* **Request**
Count the lines in the items that contain the word "twig", matching case exactly, and reply with that number alone.

# Start of Excerpted records

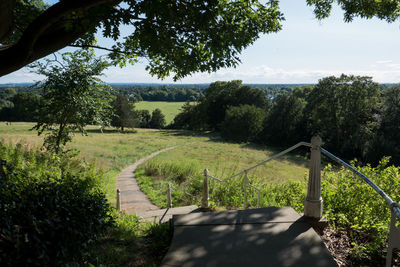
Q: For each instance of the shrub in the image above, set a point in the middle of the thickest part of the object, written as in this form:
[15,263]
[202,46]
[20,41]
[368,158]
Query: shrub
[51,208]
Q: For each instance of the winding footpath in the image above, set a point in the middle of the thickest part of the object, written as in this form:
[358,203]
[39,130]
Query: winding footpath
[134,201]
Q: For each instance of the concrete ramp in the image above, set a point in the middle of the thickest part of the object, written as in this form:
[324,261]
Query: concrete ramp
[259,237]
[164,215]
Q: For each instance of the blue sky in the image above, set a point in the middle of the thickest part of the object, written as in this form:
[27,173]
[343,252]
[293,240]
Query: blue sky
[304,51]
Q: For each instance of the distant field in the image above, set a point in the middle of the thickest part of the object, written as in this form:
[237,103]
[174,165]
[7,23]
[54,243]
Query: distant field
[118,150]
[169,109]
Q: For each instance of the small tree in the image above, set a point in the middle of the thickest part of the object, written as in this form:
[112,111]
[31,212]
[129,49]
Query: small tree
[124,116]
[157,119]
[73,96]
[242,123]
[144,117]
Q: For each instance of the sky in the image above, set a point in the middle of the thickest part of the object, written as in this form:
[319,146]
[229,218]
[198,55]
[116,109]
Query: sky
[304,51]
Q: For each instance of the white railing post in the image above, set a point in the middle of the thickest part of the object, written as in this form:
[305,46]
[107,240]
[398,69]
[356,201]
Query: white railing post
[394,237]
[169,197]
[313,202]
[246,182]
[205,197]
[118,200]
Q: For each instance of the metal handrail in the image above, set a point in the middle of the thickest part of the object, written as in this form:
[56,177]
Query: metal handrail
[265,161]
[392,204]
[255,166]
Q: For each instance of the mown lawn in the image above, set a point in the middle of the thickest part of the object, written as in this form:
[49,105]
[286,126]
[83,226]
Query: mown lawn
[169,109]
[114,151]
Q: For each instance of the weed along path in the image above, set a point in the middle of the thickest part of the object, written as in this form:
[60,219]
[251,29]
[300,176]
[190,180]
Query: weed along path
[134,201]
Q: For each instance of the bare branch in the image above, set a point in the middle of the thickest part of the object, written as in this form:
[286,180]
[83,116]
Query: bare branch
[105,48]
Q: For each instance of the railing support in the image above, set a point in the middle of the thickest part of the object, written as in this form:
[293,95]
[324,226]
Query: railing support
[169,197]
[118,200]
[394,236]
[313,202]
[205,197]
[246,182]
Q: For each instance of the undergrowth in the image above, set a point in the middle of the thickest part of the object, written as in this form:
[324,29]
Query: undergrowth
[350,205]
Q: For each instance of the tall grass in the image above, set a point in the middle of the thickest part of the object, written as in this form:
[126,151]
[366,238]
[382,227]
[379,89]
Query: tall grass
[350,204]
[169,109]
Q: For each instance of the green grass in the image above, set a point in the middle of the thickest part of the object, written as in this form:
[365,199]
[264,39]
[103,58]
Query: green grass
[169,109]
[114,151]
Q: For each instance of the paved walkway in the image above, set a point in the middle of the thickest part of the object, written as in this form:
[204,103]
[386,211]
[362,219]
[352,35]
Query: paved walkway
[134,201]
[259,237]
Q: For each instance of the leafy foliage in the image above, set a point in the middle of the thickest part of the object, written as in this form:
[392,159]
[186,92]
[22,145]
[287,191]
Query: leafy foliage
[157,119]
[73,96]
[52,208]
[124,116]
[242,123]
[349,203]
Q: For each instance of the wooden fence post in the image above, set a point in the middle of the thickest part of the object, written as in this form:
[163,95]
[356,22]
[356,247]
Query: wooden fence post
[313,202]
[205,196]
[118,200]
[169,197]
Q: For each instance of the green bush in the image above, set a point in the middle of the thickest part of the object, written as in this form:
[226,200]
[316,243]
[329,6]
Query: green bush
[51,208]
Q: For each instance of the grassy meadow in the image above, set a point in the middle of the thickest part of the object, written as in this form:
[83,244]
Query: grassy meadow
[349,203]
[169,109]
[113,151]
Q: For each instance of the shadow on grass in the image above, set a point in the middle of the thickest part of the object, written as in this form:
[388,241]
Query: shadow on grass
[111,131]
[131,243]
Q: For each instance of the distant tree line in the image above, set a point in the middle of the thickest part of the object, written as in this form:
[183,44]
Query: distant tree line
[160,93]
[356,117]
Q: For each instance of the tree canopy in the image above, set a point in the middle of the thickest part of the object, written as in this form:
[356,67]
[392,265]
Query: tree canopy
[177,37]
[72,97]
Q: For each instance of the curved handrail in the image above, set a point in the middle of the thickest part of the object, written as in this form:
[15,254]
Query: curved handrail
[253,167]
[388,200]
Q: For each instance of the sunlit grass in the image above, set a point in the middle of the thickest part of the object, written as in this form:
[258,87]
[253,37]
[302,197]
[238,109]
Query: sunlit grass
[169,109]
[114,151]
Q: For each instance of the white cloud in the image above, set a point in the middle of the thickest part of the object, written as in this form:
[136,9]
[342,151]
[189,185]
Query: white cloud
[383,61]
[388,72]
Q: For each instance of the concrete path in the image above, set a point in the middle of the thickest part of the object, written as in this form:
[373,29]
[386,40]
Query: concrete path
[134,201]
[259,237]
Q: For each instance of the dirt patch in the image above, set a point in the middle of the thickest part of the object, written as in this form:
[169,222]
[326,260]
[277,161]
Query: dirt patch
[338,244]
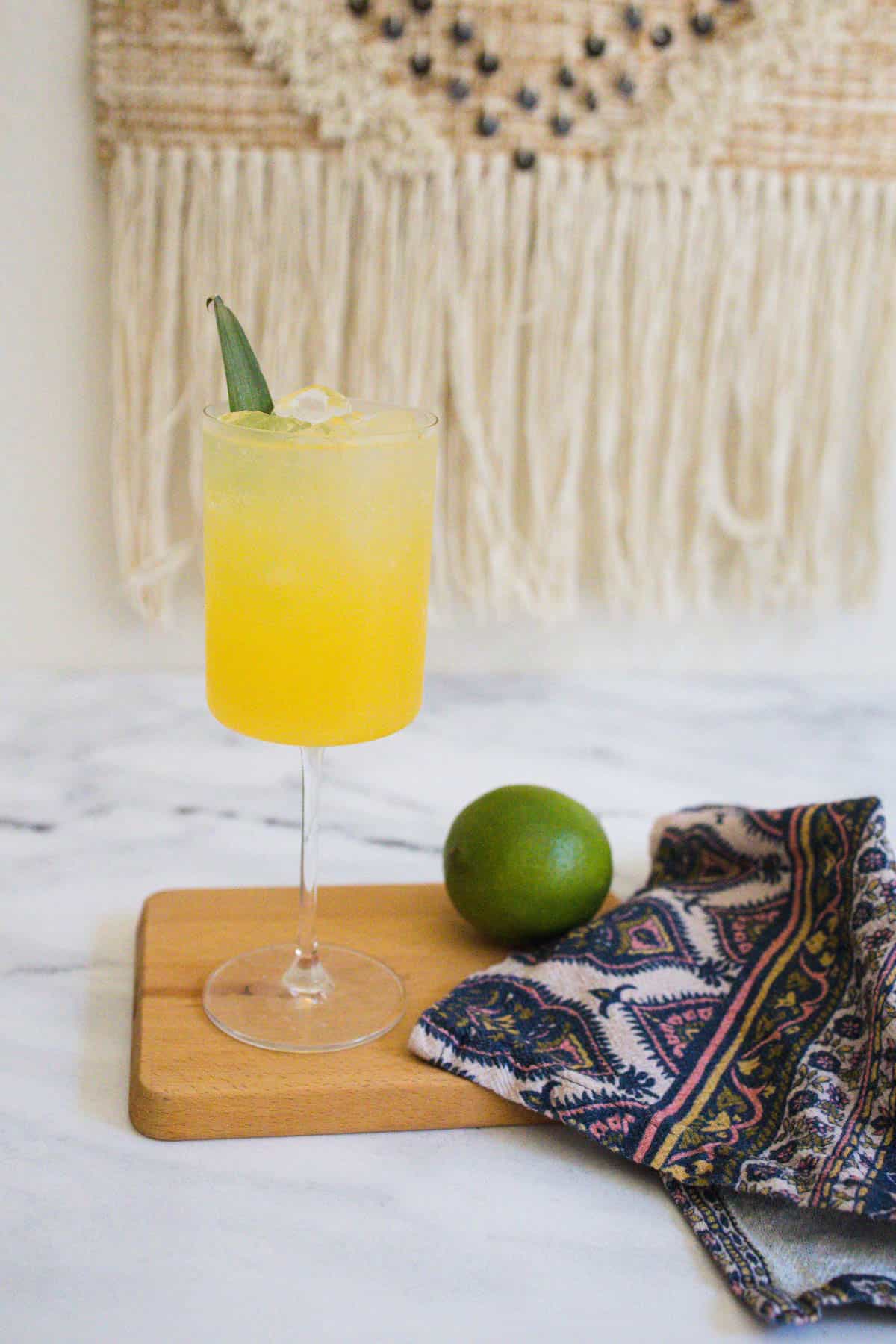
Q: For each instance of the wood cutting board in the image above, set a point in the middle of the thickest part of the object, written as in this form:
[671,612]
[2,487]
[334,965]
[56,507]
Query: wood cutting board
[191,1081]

# End of Excerpted records
# Start of Excerpted records

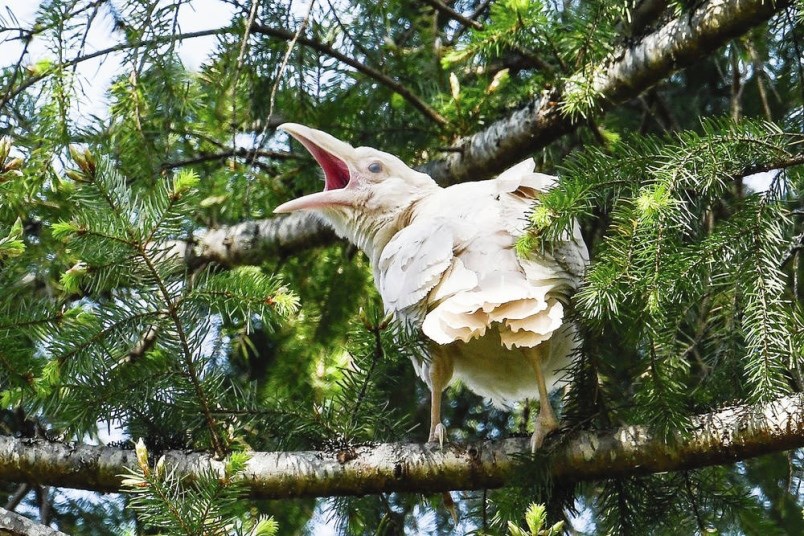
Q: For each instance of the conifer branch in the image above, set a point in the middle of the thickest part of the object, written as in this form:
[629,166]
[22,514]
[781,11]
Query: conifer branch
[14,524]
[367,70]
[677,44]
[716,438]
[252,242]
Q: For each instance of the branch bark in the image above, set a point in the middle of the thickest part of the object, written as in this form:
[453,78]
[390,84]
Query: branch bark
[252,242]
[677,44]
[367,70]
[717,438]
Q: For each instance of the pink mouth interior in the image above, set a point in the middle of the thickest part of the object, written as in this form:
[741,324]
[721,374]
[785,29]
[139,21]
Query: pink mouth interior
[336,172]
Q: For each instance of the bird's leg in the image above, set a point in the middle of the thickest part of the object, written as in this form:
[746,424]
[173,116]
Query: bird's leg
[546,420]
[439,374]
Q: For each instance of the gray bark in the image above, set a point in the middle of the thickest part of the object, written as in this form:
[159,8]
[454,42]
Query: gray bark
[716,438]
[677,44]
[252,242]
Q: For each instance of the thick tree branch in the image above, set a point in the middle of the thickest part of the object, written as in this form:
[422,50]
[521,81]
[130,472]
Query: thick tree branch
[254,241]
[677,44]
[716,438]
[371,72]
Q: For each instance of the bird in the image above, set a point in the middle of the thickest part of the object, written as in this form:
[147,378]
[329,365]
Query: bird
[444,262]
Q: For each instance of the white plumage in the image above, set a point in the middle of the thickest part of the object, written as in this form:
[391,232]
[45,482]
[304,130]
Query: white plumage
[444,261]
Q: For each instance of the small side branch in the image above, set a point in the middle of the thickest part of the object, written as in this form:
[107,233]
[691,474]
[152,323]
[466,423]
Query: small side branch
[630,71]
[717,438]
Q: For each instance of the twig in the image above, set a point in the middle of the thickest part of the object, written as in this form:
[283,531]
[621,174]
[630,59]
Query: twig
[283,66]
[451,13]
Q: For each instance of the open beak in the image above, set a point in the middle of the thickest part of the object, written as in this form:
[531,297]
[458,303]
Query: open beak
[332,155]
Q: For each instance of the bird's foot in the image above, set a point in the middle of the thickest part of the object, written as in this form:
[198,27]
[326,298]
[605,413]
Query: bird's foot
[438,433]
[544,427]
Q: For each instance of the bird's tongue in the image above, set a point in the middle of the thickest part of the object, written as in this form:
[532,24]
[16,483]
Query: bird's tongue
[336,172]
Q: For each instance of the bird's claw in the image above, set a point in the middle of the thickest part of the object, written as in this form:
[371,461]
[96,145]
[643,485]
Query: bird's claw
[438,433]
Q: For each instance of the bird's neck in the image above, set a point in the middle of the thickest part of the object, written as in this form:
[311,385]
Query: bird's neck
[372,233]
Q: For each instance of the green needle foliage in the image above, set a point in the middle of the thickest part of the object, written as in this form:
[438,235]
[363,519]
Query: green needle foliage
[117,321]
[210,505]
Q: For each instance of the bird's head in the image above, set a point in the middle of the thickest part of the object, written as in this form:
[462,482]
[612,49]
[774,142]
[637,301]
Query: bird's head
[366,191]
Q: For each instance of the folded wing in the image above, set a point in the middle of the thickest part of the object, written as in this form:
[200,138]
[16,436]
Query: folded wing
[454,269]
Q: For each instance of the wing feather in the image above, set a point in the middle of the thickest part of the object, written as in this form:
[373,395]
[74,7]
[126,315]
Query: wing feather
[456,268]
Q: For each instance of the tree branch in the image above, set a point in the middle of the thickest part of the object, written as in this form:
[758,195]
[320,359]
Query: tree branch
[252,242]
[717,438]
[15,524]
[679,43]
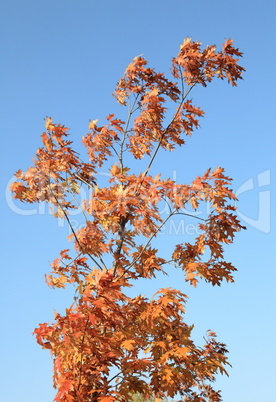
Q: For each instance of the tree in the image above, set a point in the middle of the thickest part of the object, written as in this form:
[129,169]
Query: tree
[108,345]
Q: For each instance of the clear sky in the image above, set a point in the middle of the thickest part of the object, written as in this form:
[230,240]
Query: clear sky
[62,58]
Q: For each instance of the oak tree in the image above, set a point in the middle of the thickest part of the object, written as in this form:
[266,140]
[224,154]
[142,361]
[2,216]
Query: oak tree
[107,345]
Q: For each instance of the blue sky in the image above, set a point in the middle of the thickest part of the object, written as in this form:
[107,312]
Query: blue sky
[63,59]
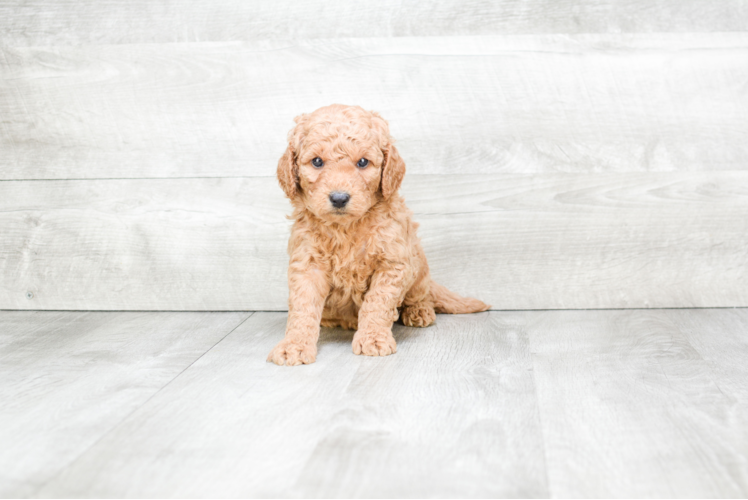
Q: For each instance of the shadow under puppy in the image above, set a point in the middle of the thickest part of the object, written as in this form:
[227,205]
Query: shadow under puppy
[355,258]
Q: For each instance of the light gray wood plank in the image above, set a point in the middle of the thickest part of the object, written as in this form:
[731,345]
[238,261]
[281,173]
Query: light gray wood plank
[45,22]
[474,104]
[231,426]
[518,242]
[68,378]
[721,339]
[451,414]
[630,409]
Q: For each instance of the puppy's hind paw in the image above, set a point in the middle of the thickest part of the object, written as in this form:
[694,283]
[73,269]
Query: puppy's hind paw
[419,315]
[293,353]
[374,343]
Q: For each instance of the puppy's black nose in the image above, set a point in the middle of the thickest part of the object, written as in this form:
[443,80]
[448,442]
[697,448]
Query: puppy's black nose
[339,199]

# End of Excerpted records

* **Full answer**
2